::: GIVEN PASSAGE :::

Kids in the audience asked what was happening. Parents called the police, and a handful filmed the confrontation. As their videos spread across social media, politicians chimed in – most of them condemning the protest as a hateful act.

The next day, Gavin, who was openly gay, took his own life.

…this tragic episode has the intersectionist Identity Politics woke tied in knots trying to work out who they should cancel and deplatform first.

A lot of scrubbing of woke Twitter accounts last night in NZ as those so gleeful to join the original mob lynching quietly deleted their timelines in remorse and shame.

Twitter is an ocean of the bullied who have finally found strength online and that taste of power is too addictive to ever leave. In a post #MeToo world where allegation is the new evidential threshold, virtue signalling subjective rage is almost as important as the constant sadfishing olympics where wounds and scars are held up to the foaming public demanding attention.

As politics polarises around identity and not class solidarity, tribal micro-aggression policing is only going to get more puritanical on social media because those who need this vehicle gain too much emotionally from its self-aggrandising algorithms.

Public shaming and the visceral thrill of blood the safety of the mob provides is the new morality…

Public shaming is not a new phenomenon by any stretch, but as Russell Blackford, a writer, philosopher and lecturer at the University of Newcastle explained, civilisations moved away from it “partly in recognition of its cruelty”.

The explosion in growth of social media platforms over the past decade has seen its return, but Blackford describes it as a very new form of shaming.

“These types of mobs are just devastating for people and I don’t think those who participate in them fully understand just how destructive they can be,” Blackford said.

“One of the things that worries me is the sheer glee and cruelty that can be shown by these mobs when they’re out to destroy people.”

There have been countless examples of Twitter mobs “cancelling” or “deplatforming” those who commit some kind of moral indiscretion.

He examined a number of incidents for his book The Mystery of Moral Authority and said the consequences can be significant.

“With social media, the whole world opens up and you can find yourself piled on by huge numbers of people, often with threats … it’s a significant storm.

“It’s often massively disproportionate to the original incident.

“Any second chance someone gets comes much, much later. But that aside, there can be a sheer psychological impact that can make any redemption almost beside the point.

“I’m actually surprised more people haven’t (died by) suicide over these kinds of things. People have lost their jobs, there have been devastating effects on families, and on and on it goes.”

…French existential philosopher once said, Hell is other people’. I’d suggest, ‘Hell is other people’s social media feed”.

In an age of 24/7 immediate shallow connection we are more alienated and lonely than ever before.

::: PROVIDED INFORMATION :::

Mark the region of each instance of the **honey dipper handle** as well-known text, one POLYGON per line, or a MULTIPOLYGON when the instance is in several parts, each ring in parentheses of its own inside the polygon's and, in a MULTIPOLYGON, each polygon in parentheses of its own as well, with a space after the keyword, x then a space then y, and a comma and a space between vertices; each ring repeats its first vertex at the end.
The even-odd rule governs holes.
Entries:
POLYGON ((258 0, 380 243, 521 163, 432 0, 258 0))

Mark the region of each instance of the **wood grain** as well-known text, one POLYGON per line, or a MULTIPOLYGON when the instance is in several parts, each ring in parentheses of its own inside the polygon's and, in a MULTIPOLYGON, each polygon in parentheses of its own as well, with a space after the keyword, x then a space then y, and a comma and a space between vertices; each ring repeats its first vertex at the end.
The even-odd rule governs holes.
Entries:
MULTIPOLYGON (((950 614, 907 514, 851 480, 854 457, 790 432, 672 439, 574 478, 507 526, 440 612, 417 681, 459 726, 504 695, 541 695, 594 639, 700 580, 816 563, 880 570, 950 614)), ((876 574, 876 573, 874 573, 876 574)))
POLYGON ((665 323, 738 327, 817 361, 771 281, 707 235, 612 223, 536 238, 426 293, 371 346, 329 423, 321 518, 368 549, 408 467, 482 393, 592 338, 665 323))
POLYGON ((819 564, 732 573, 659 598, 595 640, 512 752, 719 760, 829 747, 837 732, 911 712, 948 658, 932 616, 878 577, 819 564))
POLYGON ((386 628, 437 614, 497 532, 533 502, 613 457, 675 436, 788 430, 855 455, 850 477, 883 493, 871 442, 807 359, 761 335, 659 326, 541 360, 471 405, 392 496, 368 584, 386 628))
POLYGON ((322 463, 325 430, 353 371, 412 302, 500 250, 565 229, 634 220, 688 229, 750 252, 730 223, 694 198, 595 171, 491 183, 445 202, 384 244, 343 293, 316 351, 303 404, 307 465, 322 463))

:::

■ **PARTS OF THE EXERCISE**
a: In the passage on social media shaming, what is the title of Russell Blackford's book?
b: Proceed with the passage on social media shaming, picking up after its last sentence.
The records were taken from a different source than the text.

■ **ANSWERS IN ORDER**
a: The Mystery of Moral Authority

b:
6 COMMENTS

  1. “had committed suicide because of the social media hatred dumped upon him”….While i couldn’t agree more with your general point…I suspect it was more than that..

    “Australia’s eSafety Commissioner, Julie Inman Grant, will be responsible for the adult cyber safety regime if and when it is ­enacted.

    Currently she does not have formal legislative power to remove adult cyber abuse.

    Inman Grant wasn’t commenting directly on Gavin on Tuesday, saying: “While we may not yet know or understand the full spectrum of circumstances leading up to this tragedy, this is another devastating reminder that hurtful words and actions can have very real and devastating impacts on young people.

    “Sadly, we know that technology and social media can enable targeted vitriol, fuelled by hatred and prejudice, which can infiltrate the lives of victims and perpetuate abuse at any time and any place. A social media ‘pile-on’ can be especially harmful.”

    But she urges “extreme caution” in drawing a direct causal correlation between online abuse and suicide. “Research shows that suicide is in fact a complex, individualised tragedy with multiple contributing factors, of which online abuse may be one. And we want to ensure that those at risk are encouraged to seek professional help,” she says.”

    https://www.theaustralian.com.au/inquirer/wilson-gavin-screening-out-online-hate/news-story/a0ec75d6897f795450398c640e3f3925

    • At the same time we can not be controlled with threats of suicide. A chunk of this conflict is coming from the old internet sub-culture having difficulty parsing the difference between the kind of self-expression through shocking language they are used to and actual dangerous and harmful threats, and the new internet likewise having difficulty distinguishing hyperbolic spleen-venting from actual intent to harm.

  2. I think it’s probably all going to have to get a lot worse before it gets better @MB.
    Maybe one or two more election cycles.
    There’s not much that has changed in terms of lil’ole NuZullners psyche over the years really. Daughters feared most about turning out like their mums, only to unconsciously mirror them to a ‘T’, whilst blokes (those that had fathers figuring in their lives) never questioned it all – some even trying their best to mirror them.
    The comfortably off look back and wonder how they could ever have worn bellbottoms and chastise their kuds for doing mild versions of what they were once guilty of.
    Some of the peace love and goodwill to all mankind brigade were destined to become the very least of all that.
    Same shit these days – just a supposedly more sophisticated stink. Except that it’s not. They forgot if they ever knew it) that resources are finite, people can be cunts (or pricks if you prefer) when it comes down to preserving their loif stoiles, and that lil ‘ole NuZullners from a ‘nation’ that punches above its weight are quite likely the Whurl’s worst offenders. Thirty plus years of the neo-liberal religion has compounded it all and made all the selfishness, crassness, and basically shitting on Mother Nature acceptable – almost desirable to many.
    So, maybe just let it play out and let the natives deal out where the blame will lay – in the meantime there’ll always be some hideous specimens on Dancing with the Stars or other ‘reality TV’ shows to keep you entertained.
    OR, alternatively keep on doing what you’re doing.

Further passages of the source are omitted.